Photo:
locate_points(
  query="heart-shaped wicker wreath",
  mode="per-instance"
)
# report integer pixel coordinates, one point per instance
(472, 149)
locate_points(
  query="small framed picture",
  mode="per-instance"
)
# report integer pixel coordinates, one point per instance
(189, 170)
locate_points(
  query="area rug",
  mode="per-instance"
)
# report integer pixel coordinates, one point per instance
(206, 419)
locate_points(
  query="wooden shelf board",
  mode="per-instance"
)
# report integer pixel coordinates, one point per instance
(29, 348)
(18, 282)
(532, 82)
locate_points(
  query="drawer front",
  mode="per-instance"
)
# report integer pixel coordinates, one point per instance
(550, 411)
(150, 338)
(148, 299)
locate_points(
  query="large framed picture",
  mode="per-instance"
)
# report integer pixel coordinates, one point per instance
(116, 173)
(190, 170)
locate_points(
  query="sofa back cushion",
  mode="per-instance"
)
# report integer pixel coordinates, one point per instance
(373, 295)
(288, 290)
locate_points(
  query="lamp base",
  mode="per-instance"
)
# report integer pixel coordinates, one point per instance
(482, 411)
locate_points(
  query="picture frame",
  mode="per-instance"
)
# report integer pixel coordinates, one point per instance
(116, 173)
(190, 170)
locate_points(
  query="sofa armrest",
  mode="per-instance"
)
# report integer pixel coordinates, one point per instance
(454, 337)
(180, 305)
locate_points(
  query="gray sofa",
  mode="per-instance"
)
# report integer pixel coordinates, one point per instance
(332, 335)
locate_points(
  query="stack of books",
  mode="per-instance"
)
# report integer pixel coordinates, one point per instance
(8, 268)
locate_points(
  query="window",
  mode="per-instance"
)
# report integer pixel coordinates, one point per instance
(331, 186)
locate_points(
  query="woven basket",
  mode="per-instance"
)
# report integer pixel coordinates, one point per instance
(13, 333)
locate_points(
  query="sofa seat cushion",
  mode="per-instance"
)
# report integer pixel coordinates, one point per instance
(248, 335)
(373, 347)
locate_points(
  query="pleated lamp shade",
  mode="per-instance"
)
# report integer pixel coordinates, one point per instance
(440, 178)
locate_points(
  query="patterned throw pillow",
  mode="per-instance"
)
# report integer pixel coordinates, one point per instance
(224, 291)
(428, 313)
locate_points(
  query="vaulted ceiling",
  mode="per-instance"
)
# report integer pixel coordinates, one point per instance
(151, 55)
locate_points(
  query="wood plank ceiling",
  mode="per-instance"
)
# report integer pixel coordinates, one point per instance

• [TASK INSTRUCTIONS]:
Give the material above again, word for word.

• [RESPONSE FOR THIS EXERCISE]:
Photo:
locate_points(
  query="heart-shaped wicker wreath",
  mode="per-instance"
)
# report integer pixel coordinates, one point per instance
(472, 149)
locate_points(
  query="small framed picture",
  mode="per-instance"
)
# report integer pixel coordinates, one point per instance
(189, 170)
locate_points(
  query="area rug",
  mode="per-instance"
)
# report integer pixel coordinates, one point per instance
(206, 419)
locate_points(
  query="wooden shelf board",
  mode="per-instance"
)
# report integer pixel coordinates, one point per instance
(29, 348)
(18, 282)
(532, 82)
locate_points(
  query="drawer front",
  mode="per-instance"
)
# report integer pixel coordinates, one point per instance
(550, 411)
(150, 338)
(148, 299)
locate_points(
  query="large framed picture",
  mode="per-instance"
)
# report integer pixel coordinates, one point per instance
(116, 173)
(190, 170)
locate_points(
  query="sofa back cushion",
  mode="per-instance"
)
# report integer pixel coordinates, one point per instance
(373, 295)
(288, 290)
locate_points(
  query="lamp base",
  mode="per-instance"
)
# report integer pixel coordinates, one point per instance
(482, 411)
locate_points(
  query="picture frame",
  mode="per-instance"
)
# report integer pixel coordinates, one point per instance
(116, 173)
(190, 170)
locate_points(
  query="sofa armrest",
  mode="per-instance"
)
# report integer pixel coordinates, one point per instance
(454, 337)
(180, 305)
locate_points(
  query="gray sofa",
  mode="per-instance"
)
# report integer pixel coordinates, one point per instance
(332, 335)
locate_points(
  query="stack of books",
  mode="per-instance"
)
# report integer pixel coordinates, one point per instance
(8, 268)
locate_points(
  query="window",
  mode="per-instance"
)
# report integer pixel coordinates, one point per instance
(331, 186)
locate_points(
  query="woven basket",
  mode="per-instance"
)
# report integer pixel coordinates, one point per instance
(13, 333)
locate_points(
  query="sofa seat cushion",
  mode="per-instance"
)
# report integer pixel coordinates, one point per instance
(248, 335)
(373, 347)
locate_points(
  query="pleated lamp shade",
  mode="per-instance"
)
# report integer pixel coordinates, one point per instance
(440, 178)
locate_points(
  query="patterned throw pillow",
  mode="per-instance"
)
# report integer pixel coordinates, one point per instance
(224, 291)
(428, 313)
locate_points(
  query="vaulted ceiling",
  mode="per-instance"
)
# report integer pixel coordinates, one point per instance
(151, 55)
locate_points(
  query="wood plank ceiling",
  mode="per-instance"
)
# report integer pixel coordinates, one point per instance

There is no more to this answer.